- _Short problem 1_
Answer these questions from the passage on greenhouse gas measurement:
(a) How many U.S. members does the organization Michael Schmidtz leads have?
(b) How many federally designated disasters did last year's weather events cause?
(c) How long ago did Ehleringer begin monitoring greenhouse gas emissions?
- _Short problem 2_
Please carry the greenhouse gas measurement passage forward from its final sentence.

- _Passage shown_
Michael Schmidtz, acting executive director of ICLEI: Local Governments for Sustainability, called the new measurement tool "a big step forward."

"Anything that allows for more direct measurements is an important tool," he said.

ICLEl, whose 550 U.S. members are local governments looking for best-practices tools for addressing environmental issues they face, encourages inventories of greenhouse gas emissions. Utah members include Salt Lake City, Park City, Summit County and St. George.

Schmidtz said the inventories and the measurements together strengthen communities in a variety of ways, including helping to cut pollution and save energy costs.

He noted that local governments are often on the front lines when it comes to dealing with the impacts of climate change, such as extreme weather. Last year, there were 14 weather events that logged damages exceeding $53 billion and caused 99 federally designated disasters.

Ehleringer began monitoring greenhouse gas emissions a decade ago when he set up a network of stations around the Salt Lake Valley. The network now yields the world's largest publicly available data set of carbon concentrations in an urban airshed.

Stored records:
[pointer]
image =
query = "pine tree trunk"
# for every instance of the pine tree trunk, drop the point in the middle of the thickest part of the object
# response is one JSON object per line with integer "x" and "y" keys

- _Expected output 1_
(a) 550
(b) 99
(c) A decade ago

- _Expected output 2_
For the new study, his team pulled carbon dioxide data from three monitoring stations, at the U., in downtown Salt Lake City and in Murray; from weather stations; and satellite data indicating which areas are covered by homes, trees, agricultural lands and other geographic features.

"The primary motivation for the study was to take high-quality data of atmospheric CO2 in an urban region and ask if you could predict the emissions patterns based on CO2 concentrations in the air," Ehleringer said. "The idea is, can you combine concentration information — CO2 in the air near the ground — and weather patterns, which is wind blowing, and mathematically determine emissions based on that information."

While the tool would put states and nations on notice that their emissions are being measured, Ehleringer also contends that it could wield a "carrot effect."

"If you want to be a 'green city' it provides verification that can help attract investment. It says, 'This is a sustainable feature of our city,' " he said.

Ehleringer's team included Kathryn McKain and Steven Wofsy of Harvard University, and Thomas Nehrkorn and Janusz Eluszkiewicz of Atmospheric and Environmental Research Inc.

The Utah part of the research was funded by the U.S. Department of Energy, while the co-authors were funded by NASA, the National Science Foundation and "the U.S. intelligence community."